- _GIVEN DATA_:
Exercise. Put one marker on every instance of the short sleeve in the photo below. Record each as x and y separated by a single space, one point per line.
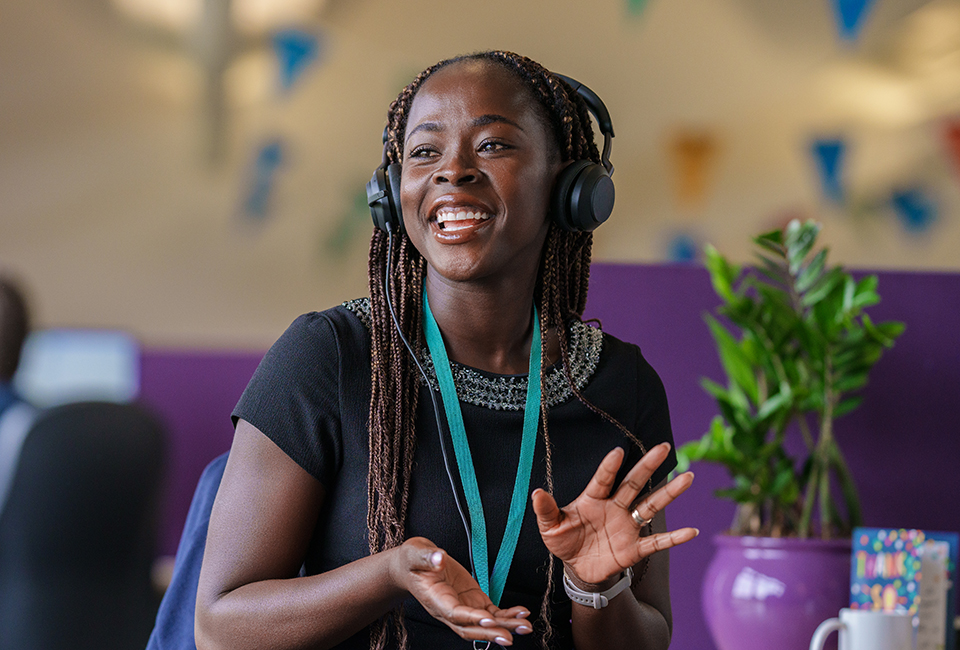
651 413
653 416
293 396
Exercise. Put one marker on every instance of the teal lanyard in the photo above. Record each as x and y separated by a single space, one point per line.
492 584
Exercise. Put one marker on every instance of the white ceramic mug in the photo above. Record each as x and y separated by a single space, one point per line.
864 629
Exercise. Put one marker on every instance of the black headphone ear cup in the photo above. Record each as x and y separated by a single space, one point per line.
383 190
584 196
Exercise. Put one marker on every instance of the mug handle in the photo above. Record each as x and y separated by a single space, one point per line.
823 631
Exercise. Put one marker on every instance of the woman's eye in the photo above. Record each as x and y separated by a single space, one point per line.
421 152
493 146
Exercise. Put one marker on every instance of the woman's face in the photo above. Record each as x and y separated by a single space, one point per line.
479 165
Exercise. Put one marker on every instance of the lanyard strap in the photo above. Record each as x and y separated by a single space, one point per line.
491 584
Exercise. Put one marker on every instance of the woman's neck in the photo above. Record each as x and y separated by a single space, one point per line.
487 327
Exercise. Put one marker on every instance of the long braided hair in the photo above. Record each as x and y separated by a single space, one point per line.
561 294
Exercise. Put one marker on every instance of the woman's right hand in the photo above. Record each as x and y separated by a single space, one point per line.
451 595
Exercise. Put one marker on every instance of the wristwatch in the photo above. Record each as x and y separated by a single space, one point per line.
596 599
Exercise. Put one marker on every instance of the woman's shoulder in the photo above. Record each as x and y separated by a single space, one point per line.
349 318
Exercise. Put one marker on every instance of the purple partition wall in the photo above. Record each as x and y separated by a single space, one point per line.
903 444
194 393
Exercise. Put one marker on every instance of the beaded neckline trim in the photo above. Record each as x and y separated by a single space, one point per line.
509 392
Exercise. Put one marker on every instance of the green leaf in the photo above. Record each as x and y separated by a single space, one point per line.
827 283
722 273
735 362
780 401
812 271
866 294
800 241
849 291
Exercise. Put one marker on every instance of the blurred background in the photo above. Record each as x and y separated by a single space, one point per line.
179 179
192 171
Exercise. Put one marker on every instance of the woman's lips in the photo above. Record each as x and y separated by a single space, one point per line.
456 218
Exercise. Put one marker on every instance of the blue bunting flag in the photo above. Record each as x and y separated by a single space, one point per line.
829 154
296 50
850 15
915 208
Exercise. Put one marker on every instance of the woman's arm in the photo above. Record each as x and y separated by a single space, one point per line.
596 538
249 594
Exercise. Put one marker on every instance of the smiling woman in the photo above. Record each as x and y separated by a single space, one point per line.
336 524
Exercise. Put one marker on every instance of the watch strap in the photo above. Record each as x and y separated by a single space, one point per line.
596 599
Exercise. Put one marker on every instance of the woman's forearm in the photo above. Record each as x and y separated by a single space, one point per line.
624 623
310 612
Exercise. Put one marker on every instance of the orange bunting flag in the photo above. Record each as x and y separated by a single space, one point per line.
694 154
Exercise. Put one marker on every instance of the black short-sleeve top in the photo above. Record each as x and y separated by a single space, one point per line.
311 396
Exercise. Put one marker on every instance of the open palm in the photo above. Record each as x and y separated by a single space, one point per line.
595 535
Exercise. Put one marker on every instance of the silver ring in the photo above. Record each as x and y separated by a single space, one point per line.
640 521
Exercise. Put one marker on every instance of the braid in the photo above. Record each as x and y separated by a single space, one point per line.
561 294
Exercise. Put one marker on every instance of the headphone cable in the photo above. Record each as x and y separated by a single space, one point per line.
433 398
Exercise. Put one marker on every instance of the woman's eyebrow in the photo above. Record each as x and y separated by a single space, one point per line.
483 120
491 118
433 127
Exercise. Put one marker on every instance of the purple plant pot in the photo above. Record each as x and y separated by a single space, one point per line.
765 593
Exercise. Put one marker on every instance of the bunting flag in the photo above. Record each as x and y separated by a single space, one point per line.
683 248
256 204
915 208
829 155
850 15
296 50
952 135
694 155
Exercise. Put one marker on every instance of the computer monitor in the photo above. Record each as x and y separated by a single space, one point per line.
71 365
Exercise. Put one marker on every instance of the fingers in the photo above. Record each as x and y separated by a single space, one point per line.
602 481
662 541
654 503
638 476
546 509
498 626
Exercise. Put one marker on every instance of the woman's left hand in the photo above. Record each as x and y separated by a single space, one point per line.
596 535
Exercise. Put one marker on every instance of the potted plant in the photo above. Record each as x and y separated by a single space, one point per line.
796 345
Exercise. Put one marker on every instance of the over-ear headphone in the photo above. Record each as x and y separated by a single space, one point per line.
582 199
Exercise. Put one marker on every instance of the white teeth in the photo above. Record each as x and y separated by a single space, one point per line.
444 216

- _THE EXERCISE_: Extract exactly the lines between the line containing "Exercise. Put one marker on every instance of the fingers" and the end of the data, including both.

- _THE REPLY_:
Exercise. Put one marker on every instance of the fingers in the photo above. Record each as x and y separated by a single space, one point per line.
602 481
662 541
654 503
638 476
546 509
498 626
Exercise. Put one marker on every instance of the woman's left hand in the photo above. Record each as x and y separated by a single space, one point per line.
596 535
Exercise. Put one marker on every instance of the potted plant in the photo above. Record each as x and y separated by a single space, one point per line.
796 345
Exercise. Put one marker on every instance of the over-ear headphone in the photo above. Record each as x and y separated by a single space, one point per line.
582 199
Exercise. Put one marker on every instance of the white teeth in the photo above. Record each as x and y separated by a single space, one point per line.
444 216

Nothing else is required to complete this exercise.